» **What you need to do**:
Repeat every line below exactly, word for word.

» **Data shown**:
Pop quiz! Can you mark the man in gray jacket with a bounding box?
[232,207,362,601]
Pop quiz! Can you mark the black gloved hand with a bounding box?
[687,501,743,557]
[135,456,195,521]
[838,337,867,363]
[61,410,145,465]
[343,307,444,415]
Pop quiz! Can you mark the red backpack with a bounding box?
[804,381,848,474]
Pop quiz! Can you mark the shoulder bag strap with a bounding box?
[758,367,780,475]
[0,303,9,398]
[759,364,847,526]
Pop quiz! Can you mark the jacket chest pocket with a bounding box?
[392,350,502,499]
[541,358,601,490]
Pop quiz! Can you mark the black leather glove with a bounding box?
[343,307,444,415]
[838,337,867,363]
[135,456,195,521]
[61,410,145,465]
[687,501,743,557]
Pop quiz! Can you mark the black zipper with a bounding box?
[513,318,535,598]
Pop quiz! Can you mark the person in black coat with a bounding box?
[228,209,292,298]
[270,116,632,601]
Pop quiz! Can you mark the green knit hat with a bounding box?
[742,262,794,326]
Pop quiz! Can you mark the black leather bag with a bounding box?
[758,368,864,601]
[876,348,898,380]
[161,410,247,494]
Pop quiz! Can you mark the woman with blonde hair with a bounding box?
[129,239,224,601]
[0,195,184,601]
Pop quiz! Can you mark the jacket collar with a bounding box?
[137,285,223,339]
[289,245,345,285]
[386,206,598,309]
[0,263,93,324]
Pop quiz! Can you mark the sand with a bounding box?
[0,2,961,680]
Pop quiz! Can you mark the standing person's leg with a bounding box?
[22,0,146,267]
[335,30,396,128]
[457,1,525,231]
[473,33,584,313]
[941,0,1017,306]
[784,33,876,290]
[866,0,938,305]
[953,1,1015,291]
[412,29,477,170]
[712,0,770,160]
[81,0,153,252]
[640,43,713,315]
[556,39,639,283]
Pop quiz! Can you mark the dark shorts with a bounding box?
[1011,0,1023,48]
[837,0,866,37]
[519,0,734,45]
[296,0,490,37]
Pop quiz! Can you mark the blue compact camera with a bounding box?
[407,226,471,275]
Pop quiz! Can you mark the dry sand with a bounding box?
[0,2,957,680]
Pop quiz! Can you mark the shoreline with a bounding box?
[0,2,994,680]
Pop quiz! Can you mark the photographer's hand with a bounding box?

» **Output of the task**:
Pop quiz! Can you mark the man in gray jacket with a bounding box?
[232,207,362,601]
Pop quiz! Can you mark the black gloved hand with a bounding box?
[687,501,743,557]
[135,456,195,521]
[838,337,867,363]
[61,410,145,465]
[343,307,444,415]
Pop quiz! Can you mark the red backpack with a bounding box?
[804,381,848,474]
Pop quiz! Can you mark the shoulder bag strap with a bounding box?
[758,367,780,475]
[0,303,9,398]
[759,364,847,526]
Pop quiz! Can you mark the jacket chest pocket with a bounding box?
[392,350,502,499]
[541,358,601,490]
Pop quiz! Can you mark the black leather glove with a bounding box?
[343,307,444,415]
[838,337,867,363]
[135,456,195,521]
[61,410,145,465]
[687,501,743,557]
Pop quiz! Can you mark the black zipper with a bounding box?
[513,318,535,598]
Pop quiz! Can you mark the person in black coat with a bounding box?
[228,209,292,298]
[270,116,632,601]
Pop quiz! Can you mark the green knit hat with a bounding box?
[742,262,794,326]
Pop quiz! Can you mark the black leather bag with a bounding box?
[758,368,864,601]
[876,348,898,380]
[161,410,247,494]
Pop quiz! Can you mark the woman with blonde hair with a bounding box?
[129,239,224,601]
[0,195,184,601]
Pop quiz! Can you mark the jacket collar with a bounding box?
[137,285,223,339]
[289,245,345,285]
[386,206,598,309]
[0,263,93,324]
Pop quiz! Can you mark the sand with a bounding box?
[0,2,961,680]
Pop quiz! Can you mark the standing person's leg with a bounding box?
[22,0,146,267]
[335,30,396,128]
[457,1,525,231]
[473,33,584,313]
[941,0,1017,306]
[784,33,876,290]
[866,0,938,305]
[953,1,1015,291]
[412,29,477,170]
[712,0,770,160]
[81,0,153,252]
[640,43,713,315]
[556,39,639,283]
Pop quiz! Can you mark the dark shorts with a bounding box?
[1011,0,1023,48]
[837,0,866,37]
[519,0,734,45]
[296,0,490,37]
Pop quiz! Can you mark the blue compact camera with a bounding box?
[407,226,471,275]
Pop quiz! Can you mark the dry sand with a bounding box?
[0,2,957,680]
Pop quiz! Can you mark the shoreline with a bounding box?
[0,2,994,680]
Pop quiz! Can you mark the photographer's hand with a bounding box?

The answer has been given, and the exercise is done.